● Task item:
Would you return the lines between the one holding "Target: young tree" and the one holding "indicate the brick", inclusive, and only those, exactly as they stand in the listing below?

● Records for the exercise:
_ _ _ _

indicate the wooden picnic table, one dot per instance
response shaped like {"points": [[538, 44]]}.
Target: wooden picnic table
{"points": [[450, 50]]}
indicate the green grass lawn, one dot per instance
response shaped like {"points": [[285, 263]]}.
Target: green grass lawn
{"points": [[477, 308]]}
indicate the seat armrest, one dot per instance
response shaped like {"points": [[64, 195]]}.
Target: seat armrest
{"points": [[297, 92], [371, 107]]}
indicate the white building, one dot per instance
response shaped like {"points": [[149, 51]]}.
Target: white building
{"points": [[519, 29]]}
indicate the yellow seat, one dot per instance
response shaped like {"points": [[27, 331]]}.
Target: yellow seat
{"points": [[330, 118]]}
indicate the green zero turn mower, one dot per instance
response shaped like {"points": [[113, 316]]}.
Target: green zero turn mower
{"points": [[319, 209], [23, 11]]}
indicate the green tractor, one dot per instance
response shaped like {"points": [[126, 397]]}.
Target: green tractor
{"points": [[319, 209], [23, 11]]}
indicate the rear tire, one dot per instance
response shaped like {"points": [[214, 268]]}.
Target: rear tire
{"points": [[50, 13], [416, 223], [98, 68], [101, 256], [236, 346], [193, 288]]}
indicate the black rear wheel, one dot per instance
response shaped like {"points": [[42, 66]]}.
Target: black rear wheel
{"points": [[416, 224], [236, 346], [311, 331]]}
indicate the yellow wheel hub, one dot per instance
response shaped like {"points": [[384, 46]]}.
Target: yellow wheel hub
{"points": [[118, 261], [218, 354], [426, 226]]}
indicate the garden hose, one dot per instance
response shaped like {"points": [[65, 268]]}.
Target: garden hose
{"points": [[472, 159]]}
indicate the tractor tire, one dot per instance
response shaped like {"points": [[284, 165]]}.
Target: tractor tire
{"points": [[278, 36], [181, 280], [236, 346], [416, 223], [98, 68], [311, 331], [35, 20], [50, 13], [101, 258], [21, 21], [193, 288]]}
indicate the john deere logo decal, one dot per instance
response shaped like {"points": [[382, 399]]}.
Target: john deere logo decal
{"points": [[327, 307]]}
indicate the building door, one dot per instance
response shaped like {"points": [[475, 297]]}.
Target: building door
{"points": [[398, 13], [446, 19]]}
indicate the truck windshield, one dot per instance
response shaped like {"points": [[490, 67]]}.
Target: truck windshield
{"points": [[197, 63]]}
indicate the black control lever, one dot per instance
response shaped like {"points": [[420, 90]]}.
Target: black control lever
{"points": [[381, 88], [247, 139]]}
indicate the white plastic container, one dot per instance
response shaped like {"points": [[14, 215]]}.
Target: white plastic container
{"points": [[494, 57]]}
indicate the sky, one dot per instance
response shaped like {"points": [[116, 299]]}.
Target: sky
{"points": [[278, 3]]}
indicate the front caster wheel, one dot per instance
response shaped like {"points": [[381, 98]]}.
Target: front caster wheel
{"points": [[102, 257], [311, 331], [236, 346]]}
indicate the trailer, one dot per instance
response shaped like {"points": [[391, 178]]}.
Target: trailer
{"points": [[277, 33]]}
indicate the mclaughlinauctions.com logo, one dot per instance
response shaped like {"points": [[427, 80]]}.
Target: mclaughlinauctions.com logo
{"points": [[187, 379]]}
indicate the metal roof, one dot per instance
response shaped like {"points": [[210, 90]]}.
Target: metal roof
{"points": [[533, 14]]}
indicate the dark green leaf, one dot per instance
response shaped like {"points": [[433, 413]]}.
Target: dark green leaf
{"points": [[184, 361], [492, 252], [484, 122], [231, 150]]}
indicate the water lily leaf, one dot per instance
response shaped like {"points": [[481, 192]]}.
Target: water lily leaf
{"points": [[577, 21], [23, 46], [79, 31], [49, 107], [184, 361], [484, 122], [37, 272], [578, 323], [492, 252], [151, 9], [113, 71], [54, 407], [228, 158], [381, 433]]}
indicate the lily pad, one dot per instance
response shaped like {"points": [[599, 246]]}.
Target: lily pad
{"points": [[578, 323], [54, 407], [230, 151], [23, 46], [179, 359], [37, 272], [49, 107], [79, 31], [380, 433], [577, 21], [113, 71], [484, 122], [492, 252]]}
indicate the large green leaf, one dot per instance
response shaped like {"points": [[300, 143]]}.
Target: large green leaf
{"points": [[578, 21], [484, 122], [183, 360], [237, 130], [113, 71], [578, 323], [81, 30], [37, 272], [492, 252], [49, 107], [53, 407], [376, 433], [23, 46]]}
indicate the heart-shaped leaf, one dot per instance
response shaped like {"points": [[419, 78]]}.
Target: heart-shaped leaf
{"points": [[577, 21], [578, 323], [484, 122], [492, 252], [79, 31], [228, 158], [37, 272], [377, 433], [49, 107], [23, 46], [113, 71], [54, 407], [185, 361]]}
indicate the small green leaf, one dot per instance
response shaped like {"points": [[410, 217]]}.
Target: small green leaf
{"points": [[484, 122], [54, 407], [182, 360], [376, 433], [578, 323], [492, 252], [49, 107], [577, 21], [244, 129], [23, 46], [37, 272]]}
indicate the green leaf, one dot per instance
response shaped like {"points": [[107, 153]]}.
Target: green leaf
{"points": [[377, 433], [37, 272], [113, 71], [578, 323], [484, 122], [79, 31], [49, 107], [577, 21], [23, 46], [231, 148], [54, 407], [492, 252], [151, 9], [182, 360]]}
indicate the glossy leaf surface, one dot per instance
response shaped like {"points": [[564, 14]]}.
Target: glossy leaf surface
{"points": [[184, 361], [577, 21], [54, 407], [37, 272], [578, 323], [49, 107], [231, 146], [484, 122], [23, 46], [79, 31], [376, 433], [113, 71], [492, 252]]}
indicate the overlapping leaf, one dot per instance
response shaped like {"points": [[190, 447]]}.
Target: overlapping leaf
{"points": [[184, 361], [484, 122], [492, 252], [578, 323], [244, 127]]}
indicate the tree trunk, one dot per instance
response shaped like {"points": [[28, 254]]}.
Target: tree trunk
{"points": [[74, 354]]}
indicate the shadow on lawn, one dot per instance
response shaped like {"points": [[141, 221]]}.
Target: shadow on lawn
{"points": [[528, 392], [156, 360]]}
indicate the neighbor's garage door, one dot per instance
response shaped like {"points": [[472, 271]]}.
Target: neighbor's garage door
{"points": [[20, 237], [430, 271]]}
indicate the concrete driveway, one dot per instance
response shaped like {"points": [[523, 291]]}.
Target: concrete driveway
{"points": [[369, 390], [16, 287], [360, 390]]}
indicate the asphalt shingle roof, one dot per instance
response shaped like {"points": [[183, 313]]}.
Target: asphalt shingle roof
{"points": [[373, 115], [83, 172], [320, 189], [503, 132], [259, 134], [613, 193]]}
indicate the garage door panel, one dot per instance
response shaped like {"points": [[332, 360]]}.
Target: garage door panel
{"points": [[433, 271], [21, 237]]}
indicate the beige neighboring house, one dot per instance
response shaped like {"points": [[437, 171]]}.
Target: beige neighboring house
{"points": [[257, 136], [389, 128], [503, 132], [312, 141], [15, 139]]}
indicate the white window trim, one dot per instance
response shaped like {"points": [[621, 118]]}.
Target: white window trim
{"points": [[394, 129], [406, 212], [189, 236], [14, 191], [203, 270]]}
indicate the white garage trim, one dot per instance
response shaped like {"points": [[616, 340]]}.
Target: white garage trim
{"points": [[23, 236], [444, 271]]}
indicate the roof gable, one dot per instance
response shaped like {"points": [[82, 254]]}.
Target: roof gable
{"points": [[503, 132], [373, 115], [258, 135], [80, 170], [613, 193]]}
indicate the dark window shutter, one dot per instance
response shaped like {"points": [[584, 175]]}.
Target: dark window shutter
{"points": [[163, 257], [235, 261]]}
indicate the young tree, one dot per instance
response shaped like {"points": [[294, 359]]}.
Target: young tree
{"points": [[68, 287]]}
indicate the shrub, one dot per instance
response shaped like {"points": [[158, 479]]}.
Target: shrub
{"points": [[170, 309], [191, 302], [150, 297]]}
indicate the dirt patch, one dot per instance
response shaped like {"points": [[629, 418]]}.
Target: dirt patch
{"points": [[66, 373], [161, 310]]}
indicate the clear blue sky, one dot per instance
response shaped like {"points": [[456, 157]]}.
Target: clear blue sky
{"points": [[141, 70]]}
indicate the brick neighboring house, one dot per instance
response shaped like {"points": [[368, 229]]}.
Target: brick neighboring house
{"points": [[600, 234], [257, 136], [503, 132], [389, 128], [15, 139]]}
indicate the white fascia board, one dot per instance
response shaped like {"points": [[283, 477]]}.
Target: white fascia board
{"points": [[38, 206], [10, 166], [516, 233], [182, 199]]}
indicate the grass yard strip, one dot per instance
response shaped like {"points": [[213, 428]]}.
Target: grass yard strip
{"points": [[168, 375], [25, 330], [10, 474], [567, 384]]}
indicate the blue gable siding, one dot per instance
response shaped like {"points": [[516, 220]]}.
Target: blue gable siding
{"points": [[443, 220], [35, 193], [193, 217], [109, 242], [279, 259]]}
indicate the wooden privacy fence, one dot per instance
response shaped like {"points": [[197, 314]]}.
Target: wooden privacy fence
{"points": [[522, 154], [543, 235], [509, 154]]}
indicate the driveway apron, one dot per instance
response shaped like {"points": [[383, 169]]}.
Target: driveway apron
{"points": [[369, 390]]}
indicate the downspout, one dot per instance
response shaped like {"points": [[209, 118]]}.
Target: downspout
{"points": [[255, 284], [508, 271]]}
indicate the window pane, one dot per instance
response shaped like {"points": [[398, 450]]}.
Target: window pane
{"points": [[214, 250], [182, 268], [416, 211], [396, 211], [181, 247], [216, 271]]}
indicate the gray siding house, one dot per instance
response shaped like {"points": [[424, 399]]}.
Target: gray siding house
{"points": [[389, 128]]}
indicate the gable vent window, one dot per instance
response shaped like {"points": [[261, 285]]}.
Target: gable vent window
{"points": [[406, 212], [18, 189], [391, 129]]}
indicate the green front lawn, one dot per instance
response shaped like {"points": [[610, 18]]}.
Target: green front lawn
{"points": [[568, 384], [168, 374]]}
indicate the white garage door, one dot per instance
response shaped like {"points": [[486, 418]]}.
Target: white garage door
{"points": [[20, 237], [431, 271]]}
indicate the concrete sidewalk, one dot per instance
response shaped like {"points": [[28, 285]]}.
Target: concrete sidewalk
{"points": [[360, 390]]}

_ _ _ _

● Response to the exercise:
Target: young tree
{"points": [[68, 287]]}
indicate the shrub, one dot per instance
response shaped like {"points": [[158, 479]]}.
Target: shrub
{"points": [[170, 309], [191, 302], [150, 297]]}
indicate the dirt patch, one dot per instance
response shaped like {"points": [[629, 418]]}.
Target: dirt patch
{"points": [[66, 373], [161, 310]]}
indicate the clear blue sky, one dot per instance
response shaped like {"points": [[456, 157]]}.
Target: clear blue sky
{"points": [[141, 70]]}
indicate the brick neighboring house, one dot per instance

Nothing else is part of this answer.